- _WHAT THE TASK ASKS_
Print the data line for line, starting at its very first line and ending at the line containing "box: [641, 223, 781, 272]", with both ends included.

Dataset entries
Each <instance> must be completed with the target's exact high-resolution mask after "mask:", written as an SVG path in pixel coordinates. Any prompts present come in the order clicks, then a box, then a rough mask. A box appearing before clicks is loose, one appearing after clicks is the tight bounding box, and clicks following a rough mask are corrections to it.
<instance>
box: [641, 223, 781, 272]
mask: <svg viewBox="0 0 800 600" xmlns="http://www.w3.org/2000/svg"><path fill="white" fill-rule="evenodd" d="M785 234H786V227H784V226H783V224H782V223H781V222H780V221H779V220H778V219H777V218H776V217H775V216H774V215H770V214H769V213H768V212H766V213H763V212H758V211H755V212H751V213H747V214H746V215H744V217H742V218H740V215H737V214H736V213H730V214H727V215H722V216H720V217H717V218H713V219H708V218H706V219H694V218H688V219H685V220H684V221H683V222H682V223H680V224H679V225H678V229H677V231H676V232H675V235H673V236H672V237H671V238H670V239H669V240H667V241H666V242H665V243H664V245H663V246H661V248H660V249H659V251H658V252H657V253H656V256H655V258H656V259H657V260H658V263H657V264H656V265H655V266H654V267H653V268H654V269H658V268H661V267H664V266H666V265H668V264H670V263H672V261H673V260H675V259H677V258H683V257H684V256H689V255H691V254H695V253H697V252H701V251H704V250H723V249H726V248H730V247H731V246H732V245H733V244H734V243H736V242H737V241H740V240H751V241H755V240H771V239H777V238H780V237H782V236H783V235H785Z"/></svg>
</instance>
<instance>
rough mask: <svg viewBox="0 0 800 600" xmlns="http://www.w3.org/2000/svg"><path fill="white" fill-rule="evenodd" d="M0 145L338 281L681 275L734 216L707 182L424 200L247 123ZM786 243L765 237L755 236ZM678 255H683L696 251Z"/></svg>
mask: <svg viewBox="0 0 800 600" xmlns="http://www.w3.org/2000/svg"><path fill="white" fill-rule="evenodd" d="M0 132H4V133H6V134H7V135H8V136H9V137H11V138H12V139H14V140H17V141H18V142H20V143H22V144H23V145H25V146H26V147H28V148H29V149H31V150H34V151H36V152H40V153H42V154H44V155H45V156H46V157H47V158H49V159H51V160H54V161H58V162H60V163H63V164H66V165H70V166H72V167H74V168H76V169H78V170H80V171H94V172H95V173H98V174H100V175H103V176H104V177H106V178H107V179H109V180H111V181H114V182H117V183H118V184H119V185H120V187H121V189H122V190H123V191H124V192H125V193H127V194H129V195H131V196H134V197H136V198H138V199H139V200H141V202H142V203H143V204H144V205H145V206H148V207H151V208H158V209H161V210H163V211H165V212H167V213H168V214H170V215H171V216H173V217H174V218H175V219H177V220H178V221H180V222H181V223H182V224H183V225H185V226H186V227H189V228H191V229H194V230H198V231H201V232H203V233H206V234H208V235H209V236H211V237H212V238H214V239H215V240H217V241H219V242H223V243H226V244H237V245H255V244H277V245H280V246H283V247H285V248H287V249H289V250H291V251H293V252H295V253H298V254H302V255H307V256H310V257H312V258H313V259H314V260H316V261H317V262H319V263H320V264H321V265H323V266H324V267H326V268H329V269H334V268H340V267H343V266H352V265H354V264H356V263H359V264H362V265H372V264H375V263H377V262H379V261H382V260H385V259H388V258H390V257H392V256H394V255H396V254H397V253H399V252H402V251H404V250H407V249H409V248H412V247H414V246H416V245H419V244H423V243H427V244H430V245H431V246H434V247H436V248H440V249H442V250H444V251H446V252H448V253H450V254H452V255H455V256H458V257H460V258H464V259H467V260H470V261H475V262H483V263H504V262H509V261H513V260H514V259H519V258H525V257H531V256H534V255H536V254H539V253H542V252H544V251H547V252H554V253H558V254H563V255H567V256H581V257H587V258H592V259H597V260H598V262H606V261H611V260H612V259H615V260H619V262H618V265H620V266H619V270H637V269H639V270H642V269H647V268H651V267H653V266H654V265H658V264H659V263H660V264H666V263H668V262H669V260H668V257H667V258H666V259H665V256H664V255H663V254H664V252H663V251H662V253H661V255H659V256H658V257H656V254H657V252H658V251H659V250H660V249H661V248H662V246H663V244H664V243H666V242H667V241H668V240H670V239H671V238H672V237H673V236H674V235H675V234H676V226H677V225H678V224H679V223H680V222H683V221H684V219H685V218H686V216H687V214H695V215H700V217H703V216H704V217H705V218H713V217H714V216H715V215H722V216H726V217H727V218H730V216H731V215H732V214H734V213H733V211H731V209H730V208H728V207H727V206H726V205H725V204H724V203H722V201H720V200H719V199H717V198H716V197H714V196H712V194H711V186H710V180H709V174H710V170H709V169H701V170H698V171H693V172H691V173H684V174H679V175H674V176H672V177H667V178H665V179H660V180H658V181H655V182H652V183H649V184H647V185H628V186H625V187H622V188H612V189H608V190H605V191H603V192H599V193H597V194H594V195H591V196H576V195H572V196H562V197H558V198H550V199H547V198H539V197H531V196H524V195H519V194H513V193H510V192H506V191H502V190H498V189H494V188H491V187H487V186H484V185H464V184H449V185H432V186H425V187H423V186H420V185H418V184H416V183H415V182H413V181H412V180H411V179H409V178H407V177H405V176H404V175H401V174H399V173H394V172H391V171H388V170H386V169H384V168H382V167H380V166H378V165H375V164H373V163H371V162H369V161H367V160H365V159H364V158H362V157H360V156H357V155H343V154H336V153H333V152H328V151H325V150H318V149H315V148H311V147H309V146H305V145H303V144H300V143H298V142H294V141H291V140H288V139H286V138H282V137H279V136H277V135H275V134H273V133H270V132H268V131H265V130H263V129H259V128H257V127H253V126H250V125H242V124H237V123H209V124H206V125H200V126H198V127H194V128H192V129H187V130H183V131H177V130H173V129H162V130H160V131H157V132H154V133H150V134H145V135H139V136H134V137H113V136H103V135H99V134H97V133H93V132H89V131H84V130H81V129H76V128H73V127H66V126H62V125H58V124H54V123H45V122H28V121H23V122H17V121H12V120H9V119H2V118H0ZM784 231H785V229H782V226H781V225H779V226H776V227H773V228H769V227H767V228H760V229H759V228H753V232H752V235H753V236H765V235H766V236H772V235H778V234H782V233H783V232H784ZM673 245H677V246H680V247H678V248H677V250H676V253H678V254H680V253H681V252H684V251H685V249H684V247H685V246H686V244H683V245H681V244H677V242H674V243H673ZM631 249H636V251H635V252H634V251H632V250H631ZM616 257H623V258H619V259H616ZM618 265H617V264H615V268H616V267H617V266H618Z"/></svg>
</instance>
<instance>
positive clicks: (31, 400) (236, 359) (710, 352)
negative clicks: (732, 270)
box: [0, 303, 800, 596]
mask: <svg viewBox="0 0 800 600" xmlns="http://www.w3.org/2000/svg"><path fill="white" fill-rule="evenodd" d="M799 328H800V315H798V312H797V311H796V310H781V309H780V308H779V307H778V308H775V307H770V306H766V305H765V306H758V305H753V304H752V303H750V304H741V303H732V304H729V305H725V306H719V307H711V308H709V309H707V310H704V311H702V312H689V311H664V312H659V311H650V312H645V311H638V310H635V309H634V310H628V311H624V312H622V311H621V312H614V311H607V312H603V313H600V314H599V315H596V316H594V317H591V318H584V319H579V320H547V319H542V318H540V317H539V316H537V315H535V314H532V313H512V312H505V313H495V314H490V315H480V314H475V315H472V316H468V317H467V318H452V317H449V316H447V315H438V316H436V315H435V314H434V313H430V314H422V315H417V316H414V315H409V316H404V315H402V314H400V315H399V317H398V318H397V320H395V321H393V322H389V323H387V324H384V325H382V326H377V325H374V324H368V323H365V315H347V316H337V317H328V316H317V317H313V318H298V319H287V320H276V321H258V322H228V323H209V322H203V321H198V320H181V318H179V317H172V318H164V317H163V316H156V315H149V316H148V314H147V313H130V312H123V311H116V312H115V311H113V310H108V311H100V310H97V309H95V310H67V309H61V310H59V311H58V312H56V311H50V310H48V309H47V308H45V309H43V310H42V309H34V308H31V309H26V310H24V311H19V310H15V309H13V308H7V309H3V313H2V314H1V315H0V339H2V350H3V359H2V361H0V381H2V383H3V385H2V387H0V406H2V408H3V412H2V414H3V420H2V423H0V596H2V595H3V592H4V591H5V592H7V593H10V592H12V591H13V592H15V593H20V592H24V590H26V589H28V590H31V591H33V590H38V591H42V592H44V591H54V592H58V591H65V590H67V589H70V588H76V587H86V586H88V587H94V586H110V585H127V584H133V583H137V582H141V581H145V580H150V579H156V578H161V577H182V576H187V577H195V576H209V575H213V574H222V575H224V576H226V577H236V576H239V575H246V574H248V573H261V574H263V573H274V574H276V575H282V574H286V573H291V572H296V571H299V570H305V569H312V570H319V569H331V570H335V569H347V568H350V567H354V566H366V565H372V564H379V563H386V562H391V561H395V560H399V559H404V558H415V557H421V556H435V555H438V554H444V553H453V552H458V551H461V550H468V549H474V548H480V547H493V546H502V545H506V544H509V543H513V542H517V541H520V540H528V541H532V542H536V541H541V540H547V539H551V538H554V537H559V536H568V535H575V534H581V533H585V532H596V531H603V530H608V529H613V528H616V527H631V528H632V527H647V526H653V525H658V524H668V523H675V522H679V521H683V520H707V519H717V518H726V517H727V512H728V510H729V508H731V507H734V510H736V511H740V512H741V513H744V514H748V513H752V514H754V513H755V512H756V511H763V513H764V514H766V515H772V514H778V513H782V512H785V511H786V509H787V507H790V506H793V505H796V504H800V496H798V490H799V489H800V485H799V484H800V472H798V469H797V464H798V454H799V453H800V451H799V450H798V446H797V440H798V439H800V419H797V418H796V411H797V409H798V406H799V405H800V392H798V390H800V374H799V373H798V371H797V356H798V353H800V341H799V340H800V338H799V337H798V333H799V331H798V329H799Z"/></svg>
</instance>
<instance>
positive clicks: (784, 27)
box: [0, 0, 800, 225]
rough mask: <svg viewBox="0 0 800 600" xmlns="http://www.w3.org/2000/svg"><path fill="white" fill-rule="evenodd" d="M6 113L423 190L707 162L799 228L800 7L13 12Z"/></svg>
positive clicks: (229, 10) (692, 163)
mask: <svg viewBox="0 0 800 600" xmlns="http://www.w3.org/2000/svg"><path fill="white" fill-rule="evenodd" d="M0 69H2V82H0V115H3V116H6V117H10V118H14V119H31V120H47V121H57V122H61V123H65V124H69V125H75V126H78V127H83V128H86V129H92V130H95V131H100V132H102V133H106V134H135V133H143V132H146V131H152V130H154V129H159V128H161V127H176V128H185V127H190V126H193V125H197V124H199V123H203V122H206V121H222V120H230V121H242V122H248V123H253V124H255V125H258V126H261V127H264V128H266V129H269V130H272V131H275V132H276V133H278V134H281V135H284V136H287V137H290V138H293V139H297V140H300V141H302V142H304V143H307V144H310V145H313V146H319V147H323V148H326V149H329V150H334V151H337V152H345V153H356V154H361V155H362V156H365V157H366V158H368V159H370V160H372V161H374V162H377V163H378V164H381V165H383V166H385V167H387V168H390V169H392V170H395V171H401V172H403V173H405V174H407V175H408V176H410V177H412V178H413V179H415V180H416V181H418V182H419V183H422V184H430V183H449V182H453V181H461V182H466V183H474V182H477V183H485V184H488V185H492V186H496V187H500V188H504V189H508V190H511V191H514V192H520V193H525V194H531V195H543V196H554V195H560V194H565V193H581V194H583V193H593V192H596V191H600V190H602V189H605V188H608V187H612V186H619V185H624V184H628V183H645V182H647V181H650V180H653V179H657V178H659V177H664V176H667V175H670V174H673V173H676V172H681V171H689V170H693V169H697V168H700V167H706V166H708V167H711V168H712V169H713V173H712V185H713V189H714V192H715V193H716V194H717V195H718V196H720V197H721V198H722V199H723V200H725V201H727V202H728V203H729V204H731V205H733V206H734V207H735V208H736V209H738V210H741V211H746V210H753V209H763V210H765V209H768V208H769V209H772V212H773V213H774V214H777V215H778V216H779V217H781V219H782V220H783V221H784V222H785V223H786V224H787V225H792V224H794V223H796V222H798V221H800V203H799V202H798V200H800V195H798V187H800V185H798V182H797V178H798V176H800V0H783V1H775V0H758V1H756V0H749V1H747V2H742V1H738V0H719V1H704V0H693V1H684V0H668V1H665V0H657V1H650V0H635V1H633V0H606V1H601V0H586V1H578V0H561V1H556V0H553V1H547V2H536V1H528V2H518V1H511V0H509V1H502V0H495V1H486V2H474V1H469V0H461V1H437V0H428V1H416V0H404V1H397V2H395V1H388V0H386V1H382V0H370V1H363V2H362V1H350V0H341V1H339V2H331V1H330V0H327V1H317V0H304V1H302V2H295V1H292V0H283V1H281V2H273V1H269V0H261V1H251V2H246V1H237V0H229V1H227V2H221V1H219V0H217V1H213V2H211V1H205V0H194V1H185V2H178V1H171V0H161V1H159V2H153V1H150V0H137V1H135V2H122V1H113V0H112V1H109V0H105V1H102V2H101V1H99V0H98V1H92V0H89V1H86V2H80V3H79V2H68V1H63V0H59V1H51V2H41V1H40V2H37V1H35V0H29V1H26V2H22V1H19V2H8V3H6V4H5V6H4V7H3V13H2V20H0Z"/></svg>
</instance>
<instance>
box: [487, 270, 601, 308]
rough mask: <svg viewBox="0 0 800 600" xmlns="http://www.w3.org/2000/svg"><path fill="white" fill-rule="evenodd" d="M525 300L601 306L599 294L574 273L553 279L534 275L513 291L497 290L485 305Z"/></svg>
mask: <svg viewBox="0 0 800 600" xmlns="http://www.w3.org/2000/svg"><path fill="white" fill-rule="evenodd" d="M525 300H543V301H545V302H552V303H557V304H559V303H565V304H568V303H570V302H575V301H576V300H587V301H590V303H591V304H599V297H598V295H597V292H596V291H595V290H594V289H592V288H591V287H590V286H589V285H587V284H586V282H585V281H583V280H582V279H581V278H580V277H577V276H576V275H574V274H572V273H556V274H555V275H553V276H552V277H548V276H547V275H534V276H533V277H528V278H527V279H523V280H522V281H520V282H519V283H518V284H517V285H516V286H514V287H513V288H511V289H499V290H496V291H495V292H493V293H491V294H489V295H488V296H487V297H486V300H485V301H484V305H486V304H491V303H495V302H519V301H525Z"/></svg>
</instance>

- _FINAL ANSWER_
Each <instance> must be completed with the target's exact high-resolution mask after "mask:", written as an SVG path in pixel coordinates. Any prompts present come in the order clicks, then a box, then a rough mask. A box appearing before clicks is loose, one appearing after clicks is the tight bounding box, and clicks following a rough mask are corrections to it.
<instance>
box: [641, 223, 781, 272]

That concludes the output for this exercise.